PROBLEM REQUIREMENTS
Return exactly the lines below, starting with the one that has "Target: black trousers" and going on through the one that has "point(501, 471)".

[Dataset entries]
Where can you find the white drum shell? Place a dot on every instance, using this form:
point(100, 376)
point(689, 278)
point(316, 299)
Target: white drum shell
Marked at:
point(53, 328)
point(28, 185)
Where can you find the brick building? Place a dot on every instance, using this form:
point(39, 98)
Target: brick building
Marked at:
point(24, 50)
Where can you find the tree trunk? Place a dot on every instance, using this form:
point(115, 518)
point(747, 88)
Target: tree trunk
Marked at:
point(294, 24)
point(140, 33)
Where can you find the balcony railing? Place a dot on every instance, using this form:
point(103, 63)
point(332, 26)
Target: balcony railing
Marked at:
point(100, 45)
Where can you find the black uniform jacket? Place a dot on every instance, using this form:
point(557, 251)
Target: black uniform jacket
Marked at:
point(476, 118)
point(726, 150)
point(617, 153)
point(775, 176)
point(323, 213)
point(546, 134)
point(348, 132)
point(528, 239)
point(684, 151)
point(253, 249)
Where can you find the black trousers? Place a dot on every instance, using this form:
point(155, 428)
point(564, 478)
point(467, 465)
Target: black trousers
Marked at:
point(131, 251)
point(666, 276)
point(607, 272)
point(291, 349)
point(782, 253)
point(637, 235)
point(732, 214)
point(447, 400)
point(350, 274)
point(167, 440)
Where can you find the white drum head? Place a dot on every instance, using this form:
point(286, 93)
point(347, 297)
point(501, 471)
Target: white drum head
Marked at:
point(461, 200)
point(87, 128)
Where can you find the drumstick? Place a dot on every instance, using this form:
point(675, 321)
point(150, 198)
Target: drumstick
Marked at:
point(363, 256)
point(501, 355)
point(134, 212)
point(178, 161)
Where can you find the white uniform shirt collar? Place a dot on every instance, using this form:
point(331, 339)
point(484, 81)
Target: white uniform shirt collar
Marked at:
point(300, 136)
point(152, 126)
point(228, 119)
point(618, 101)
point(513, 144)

---

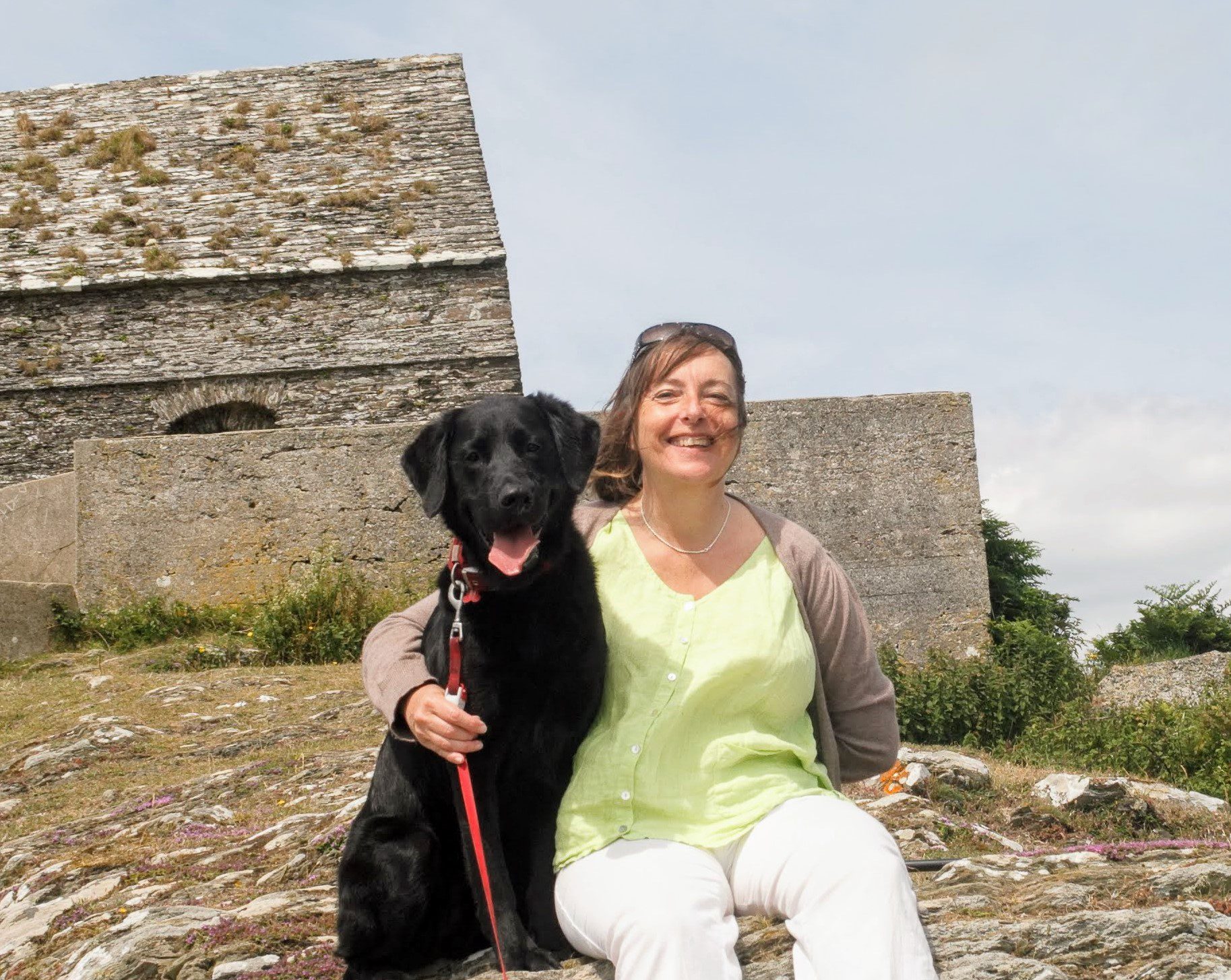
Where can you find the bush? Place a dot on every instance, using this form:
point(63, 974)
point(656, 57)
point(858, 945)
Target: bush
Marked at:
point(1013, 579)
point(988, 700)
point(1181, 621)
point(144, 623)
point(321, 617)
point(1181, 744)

WRITTEN ANSWER
Target: black trousers
Marked at:
point(131, 251)
point(666, 276)
point(607, 272)
point(291, 349)
point(782, 253)
point(637, 235)
point(732, 214)
point(447, 400)
point(350, 274)
point(167, 440)
Where can you find the white drum head? Place a dot on every instance, using this form:
point(286, 93)
point(347, 297)
point(501, 471)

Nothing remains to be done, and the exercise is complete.